───── Source records ─────

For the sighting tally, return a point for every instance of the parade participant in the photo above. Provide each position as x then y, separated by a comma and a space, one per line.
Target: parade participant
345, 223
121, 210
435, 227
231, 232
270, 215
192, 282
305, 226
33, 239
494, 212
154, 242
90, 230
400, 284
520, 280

─────

_Task directions_
Return all of the data above word for word, keeping every line in its original order.

_Full answer_
For the sighting tally, return a point for every instance of the parade participant in the photo above. Provide each position as x then y, separated by a comma and a space, one per line.
Target: parade participant
345, 223
121, 210
435, 227
231, 232
270, 215
192, 282
305, 226
33, 239
494, 212
154, 242
90, 230
400, 284
520, 280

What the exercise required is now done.